Öffentlicher Auftrag vs. Plattformabhängigkeit: Krankenkassen unterstellen sich seit einiger Zeit selbst einen Bildungs- und Informationsauftrag. TikToks algorithmische Logik kann diesem Auftrag widersprechen, wenn nur emotional zugespitzte oder entertainment-orientierte Inhalte Reichweite erhalten.
Aufmerksamkeitsökonomie im Gesundheitswesen: TikTok folgt einer radikal chinesischen Plattformlogik: alles bündeln, vereinfachen, automatisieren. Die App verkürzt den Weg von der Werbung zum Produkt (TikTok Shop soll 2025 außerhalb Chinas 66 Milliarden Dollar Bruttowarenvolumen erreichen). Wenn Gesundheitskommunikation nach diesen Regeln der Aufmerksamkeitsökonomie funktionieren muss, stellt sich die Frage, ob gesundheitsfördernde Information überhaupt noch möglich ist – oder ob sie der Plattformlogik geopfert wird. TikTok Shop verbindet Unterhaltung, Empfehlungen und Kauf direkt in der App. Marken und Händler listen Produkte, Creators bewerben sie in Videos oder LIVE‑Streams, und Nutzer können, ohne die App zu verlassen, kaufen – inklusive Warenkorb, Bezahlung, Versand und Rückgaben. Das System fördert Social Commerce über Affiliate‑Programme, bei denen Creators für verknüpfte Produktverkäufe verdienen.
---
*Aufgaben*:
1: Drucke den Teil des Textauszugs über TikTok im Gesundheitswesen zwischen „Öffentlicher Auftrag vs.“ und „Inhalte Reichweite erhalten.“, beide Stellen eingeschlossen, wortgetreu ab.
2: Welches Bruttowarenvolumen soll TikTok Shop laut dem Textauszug 2025 außerhalb Chinas erreichen?

*Datenauszug*:
---
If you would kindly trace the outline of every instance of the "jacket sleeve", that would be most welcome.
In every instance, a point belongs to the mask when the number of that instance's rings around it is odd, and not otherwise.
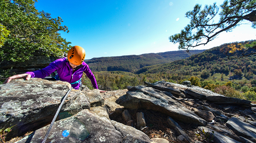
---
*Lösungen*:
1:
Öffentlicher Auftrag vs. Plattformabhängigkeit: Krankenkassen unterstellen sich seit einiger Zeit selbst einen Bildungs- und Informationsauftrag. TikToks algorithmische Logik kann diesem Auftrag widersprechen, wenn nur emotional zugespitzte oder entertainment-orientierte Inhalte Reichweite erhalten.

2: 66 Milliarden Dollar.